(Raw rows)
==================================================

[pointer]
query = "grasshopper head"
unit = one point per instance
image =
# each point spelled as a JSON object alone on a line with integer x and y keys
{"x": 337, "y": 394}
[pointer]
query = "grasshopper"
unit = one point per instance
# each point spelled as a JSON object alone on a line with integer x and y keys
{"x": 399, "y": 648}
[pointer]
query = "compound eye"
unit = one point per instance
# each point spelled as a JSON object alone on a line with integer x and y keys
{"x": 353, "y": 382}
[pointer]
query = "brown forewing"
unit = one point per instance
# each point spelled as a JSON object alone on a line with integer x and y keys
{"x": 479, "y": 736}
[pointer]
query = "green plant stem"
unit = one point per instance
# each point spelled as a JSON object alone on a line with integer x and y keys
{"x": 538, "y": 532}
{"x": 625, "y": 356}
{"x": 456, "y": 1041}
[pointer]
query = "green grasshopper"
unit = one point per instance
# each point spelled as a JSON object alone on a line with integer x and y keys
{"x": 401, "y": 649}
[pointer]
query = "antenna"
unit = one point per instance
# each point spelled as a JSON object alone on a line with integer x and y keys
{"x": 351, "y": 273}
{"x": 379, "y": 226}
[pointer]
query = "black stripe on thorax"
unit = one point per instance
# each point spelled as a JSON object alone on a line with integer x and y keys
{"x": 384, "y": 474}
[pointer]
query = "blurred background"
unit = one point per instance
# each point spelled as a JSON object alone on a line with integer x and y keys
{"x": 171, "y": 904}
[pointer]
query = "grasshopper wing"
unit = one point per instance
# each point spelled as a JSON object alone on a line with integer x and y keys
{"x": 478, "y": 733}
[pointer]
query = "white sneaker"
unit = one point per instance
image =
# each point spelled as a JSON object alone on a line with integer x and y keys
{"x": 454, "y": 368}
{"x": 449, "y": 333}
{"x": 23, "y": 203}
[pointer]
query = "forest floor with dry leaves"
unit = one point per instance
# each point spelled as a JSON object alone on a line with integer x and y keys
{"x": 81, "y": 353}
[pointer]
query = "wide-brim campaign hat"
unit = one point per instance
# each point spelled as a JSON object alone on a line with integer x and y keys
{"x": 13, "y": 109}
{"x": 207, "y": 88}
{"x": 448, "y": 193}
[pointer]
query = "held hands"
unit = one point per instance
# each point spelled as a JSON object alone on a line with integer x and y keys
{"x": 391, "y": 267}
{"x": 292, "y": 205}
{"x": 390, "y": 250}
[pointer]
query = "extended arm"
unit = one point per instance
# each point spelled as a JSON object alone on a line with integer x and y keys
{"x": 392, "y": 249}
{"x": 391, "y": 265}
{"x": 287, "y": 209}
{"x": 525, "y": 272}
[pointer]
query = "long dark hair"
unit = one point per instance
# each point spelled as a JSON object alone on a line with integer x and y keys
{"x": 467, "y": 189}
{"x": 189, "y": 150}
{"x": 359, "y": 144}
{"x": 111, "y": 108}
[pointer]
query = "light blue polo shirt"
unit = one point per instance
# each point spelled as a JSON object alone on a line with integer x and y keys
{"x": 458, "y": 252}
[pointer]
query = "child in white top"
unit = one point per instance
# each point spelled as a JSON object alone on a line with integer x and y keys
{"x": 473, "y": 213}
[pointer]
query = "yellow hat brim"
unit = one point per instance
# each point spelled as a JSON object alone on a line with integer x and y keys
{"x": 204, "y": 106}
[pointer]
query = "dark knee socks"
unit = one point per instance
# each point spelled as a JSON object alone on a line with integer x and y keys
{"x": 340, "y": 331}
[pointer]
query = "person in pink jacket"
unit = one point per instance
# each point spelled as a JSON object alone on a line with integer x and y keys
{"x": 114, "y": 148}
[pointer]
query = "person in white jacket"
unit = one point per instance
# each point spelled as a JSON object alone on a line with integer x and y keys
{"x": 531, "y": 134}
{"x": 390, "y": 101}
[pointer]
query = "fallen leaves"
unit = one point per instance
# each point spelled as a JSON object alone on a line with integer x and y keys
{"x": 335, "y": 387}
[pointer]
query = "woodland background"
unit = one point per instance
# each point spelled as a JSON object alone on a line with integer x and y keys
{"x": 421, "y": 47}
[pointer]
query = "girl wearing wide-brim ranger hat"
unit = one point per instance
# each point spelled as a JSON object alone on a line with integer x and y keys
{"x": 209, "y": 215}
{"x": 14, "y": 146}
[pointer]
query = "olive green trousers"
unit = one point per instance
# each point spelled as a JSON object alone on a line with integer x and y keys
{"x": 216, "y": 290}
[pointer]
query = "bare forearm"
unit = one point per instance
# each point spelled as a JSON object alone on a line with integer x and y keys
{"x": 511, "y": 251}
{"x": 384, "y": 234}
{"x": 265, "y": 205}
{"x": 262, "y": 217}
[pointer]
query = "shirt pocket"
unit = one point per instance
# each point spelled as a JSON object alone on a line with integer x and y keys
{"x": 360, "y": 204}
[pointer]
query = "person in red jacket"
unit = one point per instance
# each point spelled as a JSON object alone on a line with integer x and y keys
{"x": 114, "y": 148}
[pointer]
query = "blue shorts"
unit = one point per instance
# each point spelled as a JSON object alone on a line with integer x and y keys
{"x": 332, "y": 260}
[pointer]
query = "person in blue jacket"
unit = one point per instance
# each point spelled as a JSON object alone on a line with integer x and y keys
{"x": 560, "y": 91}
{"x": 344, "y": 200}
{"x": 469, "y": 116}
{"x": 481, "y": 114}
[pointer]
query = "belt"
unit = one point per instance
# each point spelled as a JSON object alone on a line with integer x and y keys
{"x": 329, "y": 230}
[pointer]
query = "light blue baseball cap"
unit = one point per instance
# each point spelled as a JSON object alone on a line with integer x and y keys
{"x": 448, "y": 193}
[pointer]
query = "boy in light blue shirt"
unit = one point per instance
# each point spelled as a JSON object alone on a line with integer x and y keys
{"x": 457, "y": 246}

==================================================

From the rows above, pick out every line containing the word "wide", matching case exactly.

▶ [RESULT BELOW]
query = "wide-brim campaign hat"
query = "girl wearing wide-brim ranger hat"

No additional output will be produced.